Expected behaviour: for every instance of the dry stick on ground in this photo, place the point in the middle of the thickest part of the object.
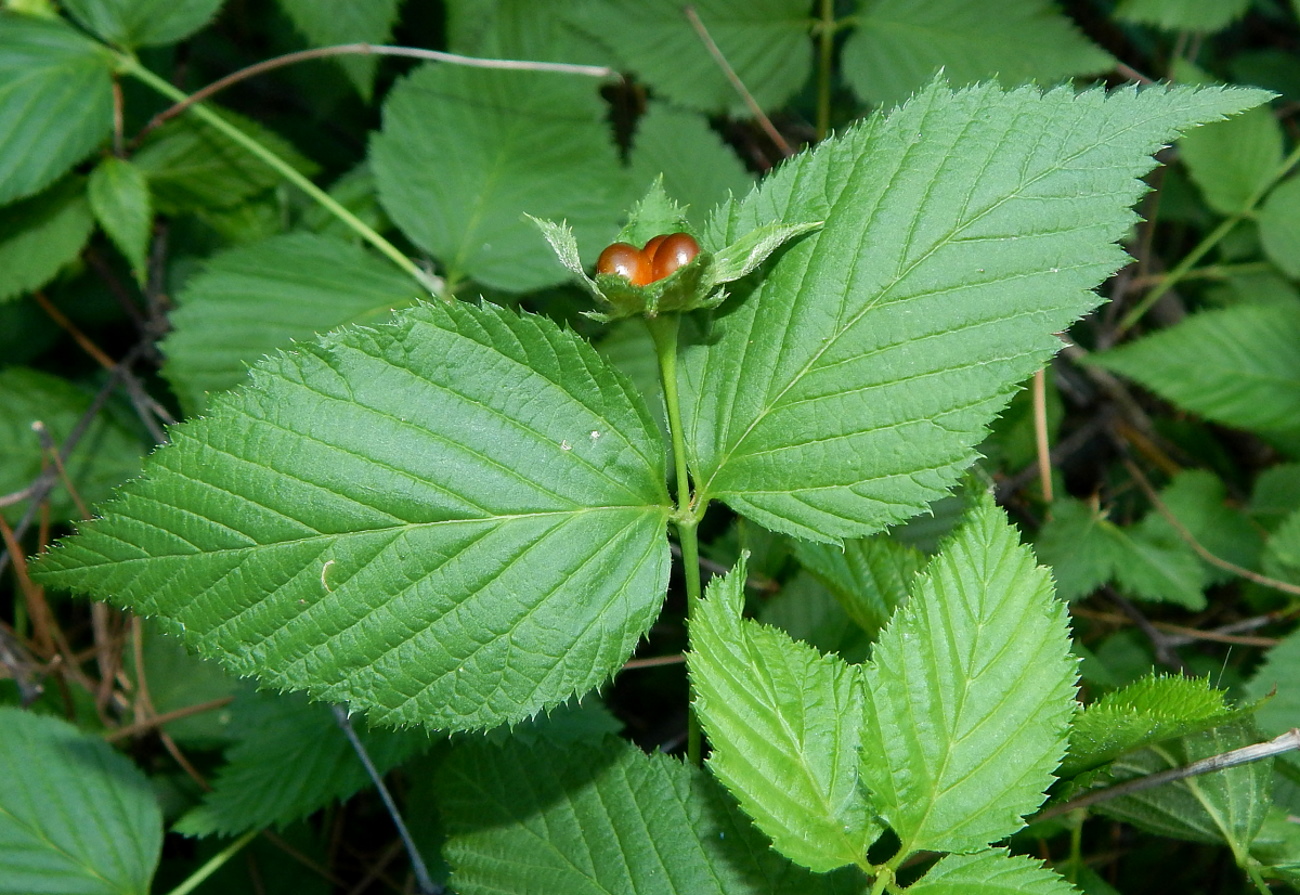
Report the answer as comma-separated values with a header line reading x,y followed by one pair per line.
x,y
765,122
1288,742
________________________
■ **YOUR INSTRUCTIONS**: Only the last part of the records is wanted. Repeat it exactly, beginning at the line containing "Report the answer" and ending at the final line.

■ **OUTPUT OF THE TASK**:
Report the answer as comma-separated values with a header line reading x,y followed by one pair per line.
x,y
765,122
1288,742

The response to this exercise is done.